Locate every line in the listing below that contains the word "leaf", treating uppercase and lowercase as distinct, and copy each of those lines.

* Position identification listing
※ ※ ※

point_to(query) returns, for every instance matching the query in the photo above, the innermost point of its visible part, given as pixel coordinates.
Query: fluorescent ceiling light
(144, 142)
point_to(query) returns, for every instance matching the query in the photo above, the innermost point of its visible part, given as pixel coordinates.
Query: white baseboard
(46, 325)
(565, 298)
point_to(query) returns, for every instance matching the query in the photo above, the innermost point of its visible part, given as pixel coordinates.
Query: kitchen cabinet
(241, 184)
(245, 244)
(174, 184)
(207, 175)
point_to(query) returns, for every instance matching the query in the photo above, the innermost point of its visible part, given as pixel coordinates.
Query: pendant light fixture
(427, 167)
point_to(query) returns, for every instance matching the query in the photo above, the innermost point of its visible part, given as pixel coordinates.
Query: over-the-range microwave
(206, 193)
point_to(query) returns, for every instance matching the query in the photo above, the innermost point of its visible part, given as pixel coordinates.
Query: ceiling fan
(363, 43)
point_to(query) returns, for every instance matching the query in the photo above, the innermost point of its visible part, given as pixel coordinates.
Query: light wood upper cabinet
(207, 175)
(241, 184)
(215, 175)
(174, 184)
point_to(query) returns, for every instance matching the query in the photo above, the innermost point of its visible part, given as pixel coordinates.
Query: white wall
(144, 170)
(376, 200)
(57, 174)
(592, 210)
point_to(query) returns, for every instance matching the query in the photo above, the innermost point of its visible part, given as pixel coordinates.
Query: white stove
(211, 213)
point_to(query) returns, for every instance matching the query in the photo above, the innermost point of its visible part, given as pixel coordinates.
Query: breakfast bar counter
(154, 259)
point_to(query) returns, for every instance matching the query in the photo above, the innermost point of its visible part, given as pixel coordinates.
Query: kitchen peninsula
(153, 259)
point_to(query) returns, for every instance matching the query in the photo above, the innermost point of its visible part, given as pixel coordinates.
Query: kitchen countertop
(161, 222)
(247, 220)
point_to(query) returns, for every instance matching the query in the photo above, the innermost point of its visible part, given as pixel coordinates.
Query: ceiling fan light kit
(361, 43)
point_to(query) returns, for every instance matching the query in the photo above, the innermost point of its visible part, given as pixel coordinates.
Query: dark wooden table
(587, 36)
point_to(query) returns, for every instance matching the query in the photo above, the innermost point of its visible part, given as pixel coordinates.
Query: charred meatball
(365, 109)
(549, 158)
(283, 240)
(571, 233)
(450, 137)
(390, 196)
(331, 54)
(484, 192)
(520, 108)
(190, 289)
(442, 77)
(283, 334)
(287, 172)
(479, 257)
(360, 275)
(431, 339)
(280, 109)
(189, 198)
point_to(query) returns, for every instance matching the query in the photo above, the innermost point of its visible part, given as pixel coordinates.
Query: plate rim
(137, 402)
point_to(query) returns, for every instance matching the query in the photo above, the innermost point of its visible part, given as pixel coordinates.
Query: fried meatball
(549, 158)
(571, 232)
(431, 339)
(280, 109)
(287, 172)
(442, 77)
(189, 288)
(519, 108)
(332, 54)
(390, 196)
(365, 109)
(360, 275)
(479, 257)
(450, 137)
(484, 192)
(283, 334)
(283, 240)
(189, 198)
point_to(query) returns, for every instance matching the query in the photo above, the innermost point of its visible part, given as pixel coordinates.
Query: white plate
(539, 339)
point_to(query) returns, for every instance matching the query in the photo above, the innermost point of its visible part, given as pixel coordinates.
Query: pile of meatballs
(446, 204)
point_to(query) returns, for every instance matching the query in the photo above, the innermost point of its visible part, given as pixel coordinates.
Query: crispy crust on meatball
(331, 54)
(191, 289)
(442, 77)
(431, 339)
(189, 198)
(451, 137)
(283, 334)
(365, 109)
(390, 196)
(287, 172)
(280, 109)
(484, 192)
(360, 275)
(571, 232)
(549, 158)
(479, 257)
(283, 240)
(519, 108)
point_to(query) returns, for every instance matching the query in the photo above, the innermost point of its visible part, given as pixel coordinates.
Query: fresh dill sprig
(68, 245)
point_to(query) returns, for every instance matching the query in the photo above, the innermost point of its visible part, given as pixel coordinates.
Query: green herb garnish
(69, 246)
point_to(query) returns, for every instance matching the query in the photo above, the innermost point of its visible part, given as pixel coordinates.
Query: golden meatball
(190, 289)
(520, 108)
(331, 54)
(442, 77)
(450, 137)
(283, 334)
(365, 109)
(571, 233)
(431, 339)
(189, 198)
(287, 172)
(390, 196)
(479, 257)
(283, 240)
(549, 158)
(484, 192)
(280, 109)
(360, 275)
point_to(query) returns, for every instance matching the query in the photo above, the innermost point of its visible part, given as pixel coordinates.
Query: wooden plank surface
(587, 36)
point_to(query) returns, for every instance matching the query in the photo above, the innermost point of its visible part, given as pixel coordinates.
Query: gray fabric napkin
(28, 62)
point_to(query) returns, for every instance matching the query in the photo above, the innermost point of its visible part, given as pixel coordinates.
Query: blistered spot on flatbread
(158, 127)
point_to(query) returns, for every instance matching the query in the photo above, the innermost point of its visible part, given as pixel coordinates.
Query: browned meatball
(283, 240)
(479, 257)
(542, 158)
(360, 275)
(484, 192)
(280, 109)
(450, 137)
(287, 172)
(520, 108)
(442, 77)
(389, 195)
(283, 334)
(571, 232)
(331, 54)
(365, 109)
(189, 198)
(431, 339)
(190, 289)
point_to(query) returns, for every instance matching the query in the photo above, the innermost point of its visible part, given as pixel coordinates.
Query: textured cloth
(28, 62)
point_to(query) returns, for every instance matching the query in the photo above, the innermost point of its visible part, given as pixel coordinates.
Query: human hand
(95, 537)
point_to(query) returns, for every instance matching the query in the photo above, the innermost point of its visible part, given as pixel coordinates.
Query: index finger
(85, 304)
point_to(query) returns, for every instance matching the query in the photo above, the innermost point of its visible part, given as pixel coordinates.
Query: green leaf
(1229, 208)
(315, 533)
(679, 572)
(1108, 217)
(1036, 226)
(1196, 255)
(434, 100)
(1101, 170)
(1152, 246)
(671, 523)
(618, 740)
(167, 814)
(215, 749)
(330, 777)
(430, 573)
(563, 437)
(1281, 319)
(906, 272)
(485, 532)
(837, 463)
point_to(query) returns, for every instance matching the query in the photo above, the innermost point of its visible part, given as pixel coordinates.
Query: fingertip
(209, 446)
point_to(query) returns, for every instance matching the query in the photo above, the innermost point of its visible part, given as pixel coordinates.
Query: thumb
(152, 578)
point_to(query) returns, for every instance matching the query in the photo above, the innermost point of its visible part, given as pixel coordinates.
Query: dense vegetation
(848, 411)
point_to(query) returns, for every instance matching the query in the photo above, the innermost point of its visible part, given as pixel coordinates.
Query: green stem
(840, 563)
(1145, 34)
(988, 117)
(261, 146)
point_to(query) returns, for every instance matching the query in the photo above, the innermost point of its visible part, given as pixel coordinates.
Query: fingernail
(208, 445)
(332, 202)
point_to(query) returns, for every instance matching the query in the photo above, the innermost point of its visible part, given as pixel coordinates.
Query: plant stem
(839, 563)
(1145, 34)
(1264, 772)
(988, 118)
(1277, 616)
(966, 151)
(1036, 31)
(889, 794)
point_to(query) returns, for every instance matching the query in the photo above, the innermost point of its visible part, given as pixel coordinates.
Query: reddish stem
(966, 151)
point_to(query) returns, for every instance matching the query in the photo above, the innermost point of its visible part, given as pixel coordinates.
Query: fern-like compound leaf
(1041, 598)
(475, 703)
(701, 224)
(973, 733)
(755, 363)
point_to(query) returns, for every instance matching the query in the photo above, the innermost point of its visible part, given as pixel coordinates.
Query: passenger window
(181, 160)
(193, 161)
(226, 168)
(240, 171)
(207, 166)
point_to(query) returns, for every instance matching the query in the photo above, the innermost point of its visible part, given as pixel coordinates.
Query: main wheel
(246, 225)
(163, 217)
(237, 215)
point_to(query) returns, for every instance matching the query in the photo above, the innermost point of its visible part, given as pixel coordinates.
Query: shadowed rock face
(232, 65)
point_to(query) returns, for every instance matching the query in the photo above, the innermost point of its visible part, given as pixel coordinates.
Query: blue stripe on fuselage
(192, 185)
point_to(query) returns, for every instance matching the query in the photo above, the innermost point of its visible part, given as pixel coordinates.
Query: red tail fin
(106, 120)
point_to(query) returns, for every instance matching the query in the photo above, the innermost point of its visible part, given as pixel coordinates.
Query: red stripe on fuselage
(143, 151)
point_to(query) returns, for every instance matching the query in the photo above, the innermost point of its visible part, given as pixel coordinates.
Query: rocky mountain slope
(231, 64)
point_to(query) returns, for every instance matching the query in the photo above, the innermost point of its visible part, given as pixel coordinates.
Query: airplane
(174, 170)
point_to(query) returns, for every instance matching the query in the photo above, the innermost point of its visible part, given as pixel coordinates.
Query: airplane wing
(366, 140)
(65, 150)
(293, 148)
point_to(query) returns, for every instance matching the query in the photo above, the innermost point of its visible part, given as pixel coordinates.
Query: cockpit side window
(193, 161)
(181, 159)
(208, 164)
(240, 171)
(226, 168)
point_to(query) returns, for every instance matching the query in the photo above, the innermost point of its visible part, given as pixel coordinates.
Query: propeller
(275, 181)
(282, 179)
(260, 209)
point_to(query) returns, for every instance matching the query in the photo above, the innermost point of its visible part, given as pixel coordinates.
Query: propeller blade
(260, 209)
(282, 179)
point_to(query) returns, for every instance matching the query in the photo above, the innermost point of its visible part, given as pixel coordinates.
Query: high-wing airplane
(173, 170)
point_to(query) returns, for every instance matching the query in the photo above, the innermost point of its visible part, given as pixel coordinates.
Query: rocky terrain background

※ ※ ※

* Exercise solution
Query: green leaf
Query: fern-like compound leaf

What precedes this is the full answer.